* _GOALS_
• A. Answer these questions using the passage about the funeral:
(i) In the last year, where was the father confined?
(ii) What reason did Sweet M give for not wanting to come to the funeral?
(iii) What vehicle does Sweet M see in the photos and want to ride in?
• B. Copy the part of the funeral passage starting at "Sweet M took" and ending at "funeral was like.".
• C. Carry on the passage about the funeral and Sweet M from the point where it stops.

* _DOCUMENT_
══════════

In the last year there was the confinement in an assisted living facility that was thought to be safe and fine but that harbored everything from extraordinary care to incomprehensible sadism. Then there was the effort to get him home, then the hospice care, the precipitous decline and the several days of labored and then quiet breathing, and then quiet and a slack-jawed moment that is so hard to comprehend that surely it has given "slack-jawed" its very meaning.
All of this is followed by a flurry of funerary activities to distract one for what has just unfolded, and to provide recognition of and closure on one man's life.
So I am not at all sad about my father's passing. I am relieved for him and for my mother, who labored to provide his care for all these years.
Sweet M took it somewhat differently.
When I got back she said, "So Grandpa's dead."
"Yes."
"So I guess that means he won't see me go to middle school."
"Yes, he won't see you go to middle school. Well, some people think he can see you from heaven, but I'm not sure about that -- I'm not sure how that would work."
For her it is still exclusively about the people who see her and love her and celebrate her. It is about her place in the world. Perhaps that is how it is for everyone, but she has not yet learned to dissemble regarding her M-centric world.
We looked at the photos that I took to show her what the funeral was like.
"Hey!!!! You got to ride in a limousine. I want to ride in a limousine! I want to go to the funeral."
"Well honey I invited you and you said you didn't want to come because you had school."
"I know, but I changed my mind and now I want to go."
"I can see that you do want to go. But we can't go back in time to do it over again."
"Because scientists haven't invented time machines yet?"
"Yes. And because so far as we know time only goes in one direction."
"Okay, but I really, really want to go to the next funeral."
"Okay."
"You promise?"
"Yes, I promise."
"Who's going to die next?" she asked with excitement.
She could have been asking "when will Santa come?" so lacking is she in even the slightest trace of socially appropriate fear, grief, or bereavement. Nothing but unbridled delight and anticipation.

══════════

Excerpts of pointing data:

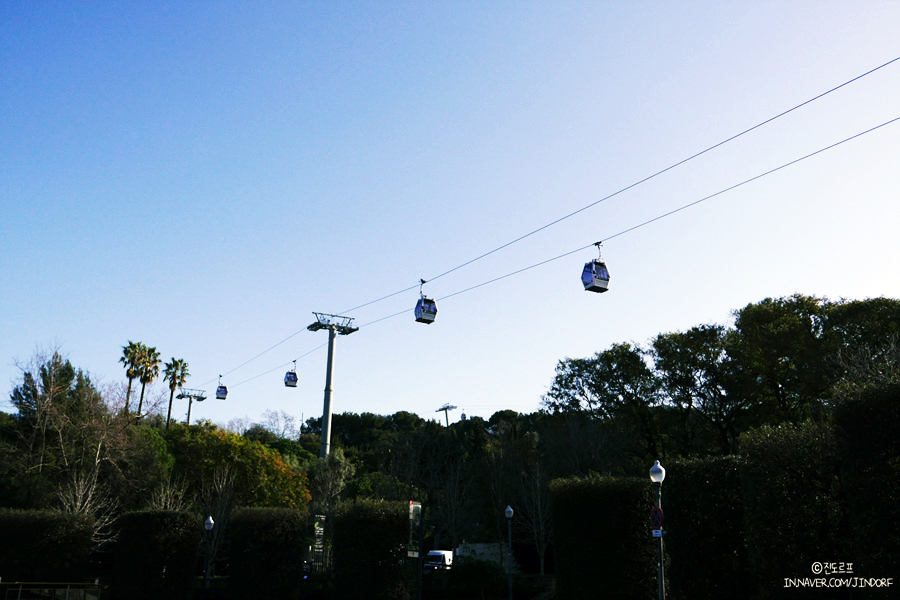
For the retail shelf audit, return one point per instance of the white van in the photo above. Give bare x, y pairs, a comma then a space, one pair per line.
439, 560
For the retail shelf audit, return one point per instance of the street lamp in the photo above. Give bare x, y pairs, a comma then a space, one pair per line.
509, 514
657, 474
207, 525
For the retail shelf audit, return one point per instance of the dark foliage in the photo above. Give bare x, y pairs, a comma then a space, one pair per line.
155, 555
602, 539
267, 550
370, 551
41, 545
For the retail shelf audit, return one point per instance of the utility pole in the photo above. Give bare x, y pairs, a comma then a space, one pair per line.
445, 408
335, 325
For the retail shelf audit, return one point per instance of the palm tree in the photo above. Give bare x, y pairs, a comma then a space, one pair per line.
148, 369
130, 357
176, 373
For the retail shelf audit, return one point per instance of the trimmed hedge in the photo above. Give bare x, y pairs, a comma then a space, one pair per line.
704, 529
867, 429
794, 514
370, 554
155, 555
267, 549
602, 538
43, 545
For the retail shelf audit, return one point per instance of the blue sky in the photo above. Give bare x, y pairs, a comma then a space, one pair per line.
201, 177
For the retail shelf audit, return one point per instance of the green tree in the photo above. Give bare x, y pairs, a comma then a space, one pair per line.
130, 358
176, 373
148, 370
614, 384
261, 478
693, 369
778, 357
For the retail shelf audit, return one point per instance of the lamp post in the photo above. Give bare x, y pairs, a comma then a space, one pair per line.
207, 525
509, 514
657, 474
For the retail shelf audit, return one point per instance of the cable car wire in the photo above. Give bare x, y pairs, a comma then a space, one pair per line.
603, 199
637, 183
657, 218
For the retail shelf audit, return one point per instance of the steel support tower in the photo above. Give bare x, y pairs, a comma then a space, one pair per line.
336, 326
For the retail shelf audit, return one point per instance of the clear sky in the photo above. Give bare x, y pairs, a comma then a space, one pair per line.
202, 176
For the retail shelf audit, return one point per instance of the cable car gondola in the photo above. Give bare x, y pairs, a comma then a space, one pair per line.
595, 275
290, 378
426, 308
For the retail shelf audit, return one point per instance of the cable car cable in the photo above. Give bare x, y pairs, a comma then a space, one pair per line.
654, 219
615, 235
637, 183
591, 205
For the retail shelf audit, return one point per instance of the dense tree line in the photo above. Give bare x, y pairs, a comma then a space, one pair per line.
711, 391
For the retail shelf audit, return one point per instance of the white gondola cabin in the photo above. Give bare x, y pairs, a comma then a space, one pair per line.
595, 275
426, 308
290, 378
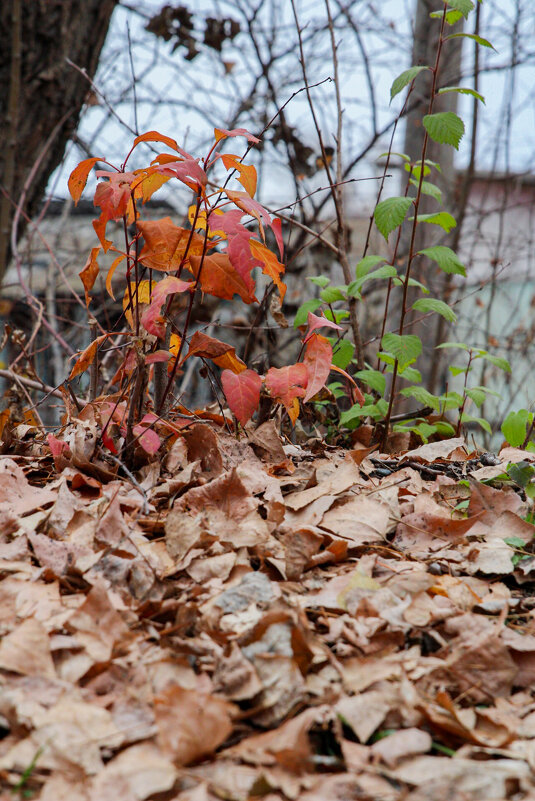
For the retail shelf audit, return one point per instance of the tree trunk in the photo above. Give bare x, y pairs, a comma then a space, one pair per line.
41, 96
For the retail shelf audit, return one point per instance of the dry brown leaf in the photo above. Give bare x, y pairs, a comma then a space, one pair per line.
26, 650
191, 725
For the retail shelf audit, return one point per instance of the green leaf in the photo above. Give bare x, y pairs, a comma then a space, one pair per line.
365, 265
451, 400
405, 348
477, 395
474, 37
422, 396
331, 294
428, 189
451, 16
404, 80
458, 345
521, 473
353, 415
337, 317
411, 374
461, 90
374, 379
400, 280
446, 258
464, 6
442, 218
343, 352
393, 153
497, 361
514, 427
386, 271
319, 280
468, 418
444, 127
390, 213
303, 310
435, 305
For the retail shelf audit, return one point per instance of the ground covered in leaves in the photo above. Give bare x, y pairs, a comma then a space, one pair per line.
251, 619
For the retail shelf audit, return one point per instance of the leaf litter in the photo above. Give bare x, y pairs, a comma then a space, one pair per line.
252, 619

══════════

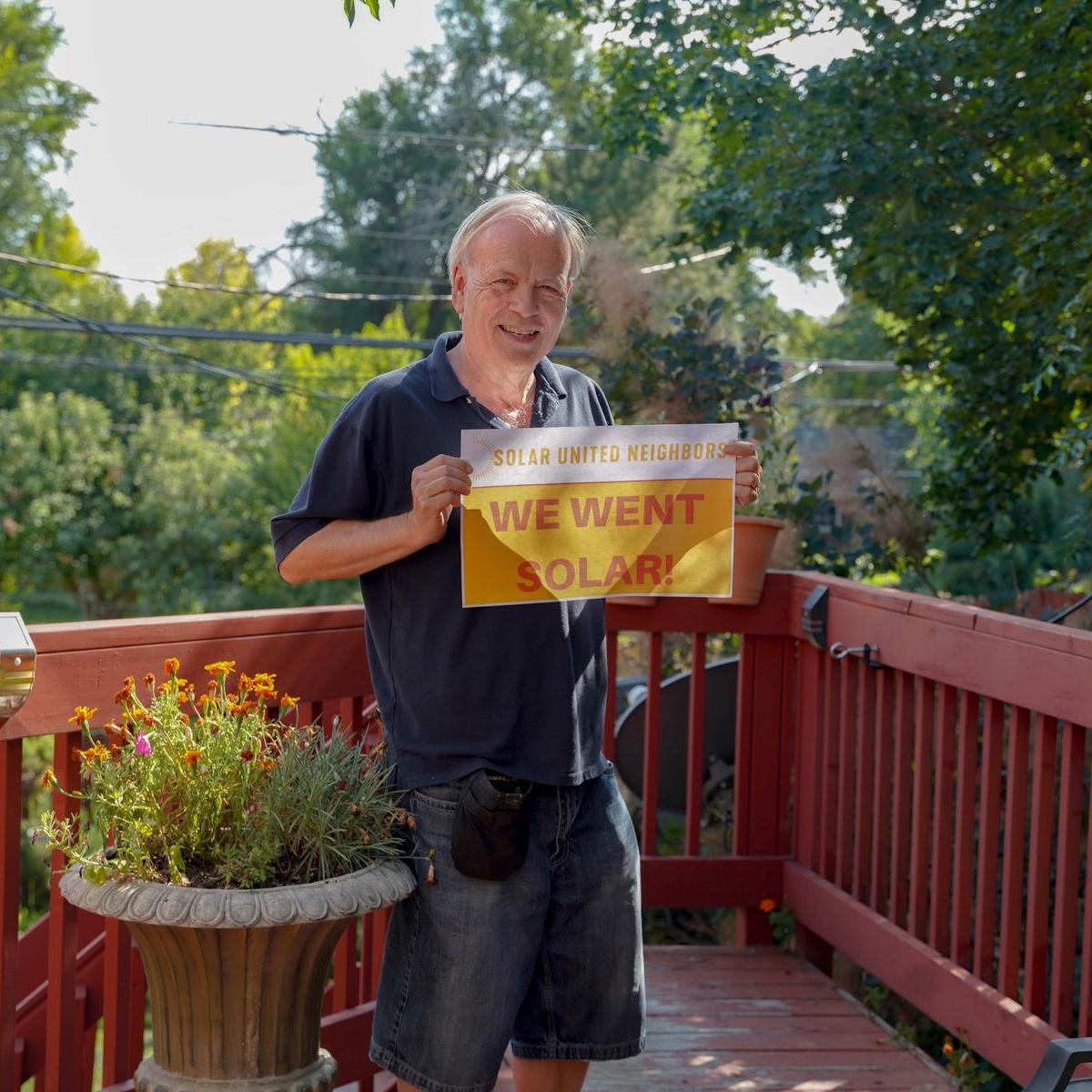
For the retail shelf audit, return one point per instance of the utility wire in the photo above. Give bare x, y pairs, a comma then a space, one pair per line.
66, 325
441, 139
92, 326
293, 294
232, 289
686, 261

══════════

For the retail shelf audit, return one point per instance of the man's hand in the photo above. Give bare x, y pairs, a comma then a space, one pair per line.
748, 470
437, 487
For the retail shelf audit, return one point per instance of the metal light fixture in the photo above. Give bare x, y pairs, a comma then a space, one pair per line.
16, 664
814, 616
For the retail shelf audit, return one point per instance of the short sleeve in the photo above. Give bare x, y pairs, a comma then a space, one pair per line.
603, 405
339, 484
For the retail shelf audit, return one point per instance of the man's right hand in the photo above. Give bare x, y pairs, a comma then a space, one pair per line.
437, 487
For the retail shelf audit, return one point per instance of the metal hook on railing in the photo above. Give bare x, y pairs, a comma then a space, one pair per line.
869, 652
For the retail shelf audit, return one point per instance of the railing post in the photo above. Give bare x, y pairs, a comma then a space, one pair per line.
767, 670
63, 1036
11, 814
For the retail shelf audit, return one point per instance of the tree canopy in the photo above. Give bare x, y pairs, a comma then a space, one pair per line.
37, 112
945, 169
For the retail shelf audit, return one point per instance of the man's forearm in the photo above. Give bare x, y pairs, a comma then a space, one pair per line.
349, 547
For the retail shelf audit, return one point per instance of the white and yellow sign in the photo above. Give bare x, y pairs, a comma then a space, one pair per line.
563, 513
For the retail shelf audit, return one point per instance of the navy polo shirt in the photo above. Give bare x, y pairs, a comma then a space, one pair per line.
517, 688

══════════

* _SOLVED PROBLEMS_
• A.
(i) An assisted living facility.
(ii) She had school.
(iii) A limousine.

• B.
Sweet M took it somewhat differently.
When I got back she said, "So Grandpa's dead."
"Yes."
"So I guess that means he won't see me go to middle school."
"Yes, he won't see you go to middle school. Well, some people think he can see you from heaven, but I'm not sure about that -- I'm not sure how that would work."
For her it is still exclusively about the people who see her and love her and celebrate her. It is about her place in the world. Perhaps that is how it is for everyone, but she has not yet learned to dissemble regarding her M-centric world.
We looked at the photos that I took to show her what the funeral was like.

• C.
• • •
That is what I love about autism's edges. We always have something to look forward to because it remains the upside-upset-down world where strength and weakness, good and bad, joy and sorrow, asset and liability, are impossible to distinguish.
7 comments:
Thinking of your family and you----
Thank you for the last paragraph and its muted, mixed, beauty.
Our guy said the same thing when my dad passed two years ago (which would make him about the same age as Sweet M at the time). His major complaint was that his grandad would not see him go to high school. Odd that.
Thinking of you, and your mom especially.
Being with our children as they are, yes.
My thougths are with you and your family. And your mum in special, although I do not know her.
yes, that's it exactly! that Sweet M. she gets me every time.
so sorry about your dad, the alzheimers, and the 1,000 little deaths.
So sorry about your father. You really sum up Alzheimers when you talk about the 1,000 little deaths, you lose that person long before they actually die.
It's great that you could take Sweet M's reaction as it was, not meant to hurt, but just how she thinks. Great post.
Thinking of you and your family. It's interesting how children perceive death. Patrick's schoolmate lost her mom and, although he did recognize that she was sad, he was mostly focused on the fact that the school threw her a birthday party because her mom couldn't (her birthday and her mom's death were within a day of each other). He kept saying "so, if you get really sick and die then I'll get a party?".